- Short task -
Convert every row below into a numbered list, leaving out any blank lines.

- Records supplied -
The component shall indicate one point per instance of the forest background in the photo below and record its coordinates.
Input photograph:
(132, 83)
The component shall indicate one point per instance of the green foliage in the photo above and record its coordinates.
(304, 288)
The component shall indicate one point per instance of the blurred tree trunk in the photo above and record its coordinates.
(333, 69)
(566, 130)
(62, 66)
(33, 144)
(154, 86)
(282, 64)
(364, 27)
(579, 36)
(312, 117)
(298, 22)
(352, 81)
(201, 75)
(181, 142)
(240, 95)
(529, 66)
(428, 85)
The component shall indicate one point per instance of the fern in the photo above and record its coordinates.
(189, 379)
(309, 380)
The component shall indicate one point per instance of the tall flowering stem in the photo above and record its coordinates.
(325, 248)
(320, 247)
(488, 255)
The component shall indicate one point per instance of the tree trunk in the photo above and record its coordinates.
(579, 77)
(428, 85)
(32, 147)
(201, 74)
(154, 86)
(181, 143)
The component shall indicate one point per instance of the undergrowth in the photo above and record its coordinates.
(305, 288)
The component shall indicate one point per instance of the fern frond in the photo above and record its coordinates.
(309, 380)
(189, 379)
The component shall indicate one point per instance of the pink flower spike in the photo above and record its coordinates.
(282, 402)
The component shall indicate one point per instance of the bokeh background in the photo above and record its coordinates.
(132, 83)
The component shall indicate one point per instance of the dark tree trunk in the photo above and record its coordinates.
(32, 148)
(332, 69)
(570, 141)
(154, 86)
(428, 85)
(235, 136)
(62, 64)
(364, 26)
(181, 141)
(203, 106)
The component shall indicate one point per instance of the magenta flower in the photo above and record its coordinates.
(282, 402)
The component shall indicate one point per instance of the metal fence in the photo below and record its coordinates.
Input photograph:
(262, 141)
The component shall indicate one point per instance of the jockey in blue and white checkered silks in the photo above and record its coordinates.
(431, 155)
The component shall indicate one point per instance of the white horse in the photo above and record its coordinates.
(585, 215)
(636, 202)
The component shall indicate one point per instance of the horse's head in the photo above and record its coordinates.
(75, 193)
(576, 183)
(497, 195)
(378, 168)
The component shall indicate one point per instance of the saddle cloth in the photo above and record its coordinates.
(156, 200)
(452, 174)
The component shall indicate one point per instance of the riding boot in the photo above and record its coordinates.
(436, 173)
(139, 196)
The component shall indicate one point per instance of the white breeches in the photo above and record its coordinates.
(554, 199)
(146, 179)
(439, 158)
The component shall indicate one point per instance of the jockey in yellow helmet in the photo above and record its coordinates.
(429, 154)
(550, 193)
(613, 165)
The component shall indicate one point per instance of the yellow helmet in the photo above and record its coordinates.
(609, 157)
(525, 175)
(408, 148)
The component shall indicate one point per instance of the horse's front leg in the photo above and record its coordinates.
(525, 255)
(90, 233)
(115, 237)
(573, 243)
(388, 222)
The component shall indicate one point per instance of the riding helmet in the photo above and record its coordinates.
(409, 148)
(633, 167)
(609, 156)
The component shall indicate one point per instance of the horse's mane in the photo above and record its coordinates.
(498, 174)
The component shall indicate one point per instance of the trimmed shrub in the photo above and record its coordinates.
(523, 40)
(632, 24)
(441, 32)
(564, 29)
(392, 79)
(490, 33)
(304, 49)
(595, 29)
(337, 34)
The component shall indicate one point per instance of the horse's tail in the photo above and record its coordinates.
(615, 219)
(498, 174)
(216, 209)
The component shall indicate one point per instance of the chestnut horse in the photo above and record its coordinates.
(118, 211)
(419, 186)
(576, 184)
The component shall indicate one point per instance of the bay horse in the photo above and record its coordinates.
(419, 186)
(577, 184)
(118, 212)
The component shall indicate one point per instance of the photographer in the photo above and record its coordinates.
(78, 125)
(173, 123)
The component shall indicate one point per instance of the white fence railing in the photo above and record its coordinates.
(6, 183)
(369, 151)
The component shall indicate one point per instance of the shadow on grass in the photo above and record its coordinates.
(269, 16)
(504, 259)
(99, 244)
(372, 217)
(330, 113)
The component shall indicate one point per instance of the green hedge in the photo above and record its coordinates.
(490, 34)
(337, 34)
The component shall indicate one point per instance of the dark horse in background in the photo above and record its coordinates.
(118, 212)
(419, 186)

- Final result -
1. The component shall indicate one point per instance of the forest background in the photo below and record its coordinates.
2. Input photograph:
3. (132, 83)
4. The component shall indicate one point per instance of the green foliage in the photo above and record its coordinates.
5. (304, 288)
6. The component shall indicate one point per instance of the blurred tree trunk in the photo above and record its coordinates.
7. (333, 69)
8. (566, 130)
9. (62, 66)
10. (33, 144)
11. (154, 86)
12. (282, 64)
13. (364, 27)
14. (579, 36)
15. (312, 117)
16. (298, 22)
17. (352, 81)
18. (201, 75)
19. (181, 142)
20. (240, 95)
21. (529, 66)
22. (428, 85)
23. The component shall indicate one point per instance of the fern in the photo above and record its coordinates.
24. (189, 379)
25. (309, 380)
26. The component shall indicate one point per instance of the tall flowering stem in the photo above and record its coordinates.
27. (325, 248)
28. (320, 247)
29. (488, 255)
30. The component shall indicate one point per instance of the tree trunk in the photo above and record its coordinates.
31. (579, 77)
32. (428, 85)
33. (32, 147)
34. (201, 74)
35. (154, 86)
36. (181, 143)
37. The component shall indicate one point per instance of the undergrowth in the photo above and record its coordinates.
38. (305, 288)
39. The component shall indicate one point per instance of the fern frond in the photo above and record its coordinates.
40. (309, 380)
41. (189, 379)
42. The component shall indicate one point per instance of the pink flower spike in the photo above and record its coordinates.
43. (282, 402)
44. The component shall indicate one point per instance of the bokeh background in the photo above and record its coordinates.
45. (132, 83)
46. The component shall indicate one point per instance of the dark tree trunk in the photo above and record its coordinates.
47. (32, 148)
48. (332, 69)
49. (570, 141)
50. (154, 86)
51. (428, 85)
52. (235, 136)
53. (62, 64)
54. (364, 26)
55. (181, 141)
56. (203, 106)
57. The component shall indicate one point per instance of the magenta flower in the photo above and record its coordinates.
58. (282, 402)
59. The component shall indicate one point per instance of the metal fence in the photo below and record its coordinates.
60. Input photograph:
61. (262, 141)
62. The component shall indicate one point per instance of the jockey in blue and white checkered silks in the photo above and record its coordinates.
63. (431, 155)
64. The component shall indicate one point per instance of the white horse in the photo above and record its coordinates.
65. (585, 215)
66. (636, 202)
67. The component shall indicate one point per instance of the horse's head in the photo above and record its coordinates.
68. (75, 193)
69. (576, 183)
70. (497, 195)
71. (378, 168)
72. The component shall indicate one point per instance of the saddle cloth in the photo above and record its coordinates.
73. (156, 200)
74. (452, 174)
75. The component shall indicate one point per instance of the riding boot in the photo above and record its coordinates.
76. (436, 173)
77. (139, 196)
78. The component shall indicate one point per instance of the white breeches in the photo above and record its coordinates.
79. (554, 199)
80. (146, 179)
81. (439, 158)
82. The component shall indicate one point per instance of the jockey in yellow helmet in the photo above and record its coordinates.
83. (429, 154)
84. (550, 193)
85. (613, 165)
86. The component shall indicate one point per instance of the yellow helmet in the photo above and record its coordinates.
87. (609, 157)
88. (525, 175)
89. (408, 148)
90. The component shall indicate one point per instance of the horse's front leg in the photo above and record its coordinates.
91. (525, 255)
92. (90, 233)
93. (115, 237)
94. (573, 243)
95. (388, 222)
96. The component shall indicate one point per instance of the riding helmet in the photo above and record its coordinates.
97. (409, 148)
98. (633, 167)
99. (609, 156)
100. The component shall indicate one point per instance of the horse's mane in the photo above and record its coordinates.
101. (498, 174)
102. The component shall indicate one point per instance of the trimmed shrub in the photo above and record its coordinates.
103. (523, 40)
104. (632, 24)
105. (441, 32)
106. (564, 29)
107. (392, 79)
108. (490, 33)
109. (304, 49)
110. (595, 29)
111. (337, 34)
112. The component shall indicate one point per instance of the horse's tail in the photo above and record its coordinates.
113. (615, 219)
114. (498, 174)
115. (216, 209)
116. The component shall indicate one point per instance of the chestnut horse in the photo above and record its coordinates.
117. (118, 211)
118. (419, 186)
119. (576, 184)
120. The component shall indicate one point per instance of the bay horse in the photo above and record its coordinates.
121. (419, 186)
122. (577, 184)
123. (118, 212)
124. The component shall indicate one point per instance of the photographer in the photo above and record its coordinates.
125. (78, 125)
126. (173, 123)
127. The component shall indicate one point per instance of the white fence railing in the photo above and record its coordinates.
128. (6, 183)
129. (369, 151)
130. The component shall indicate one point per instance of the shadow on grass in the photo above and record its coordinates.
131. (269, 16)
132. (504, 259)
133. (99, 244)
134. (372, 217)
135. (330, 113)
136. The component shall indicate one point per instance of the green hedge in the photo above and record its coordinates.
137. (490, 34)
138. (337, 34)
139. The component shall indicate one point per instance of the dark horse in background in the photo above and record its coordinates.
140. (118, 212)
141. (419, 186)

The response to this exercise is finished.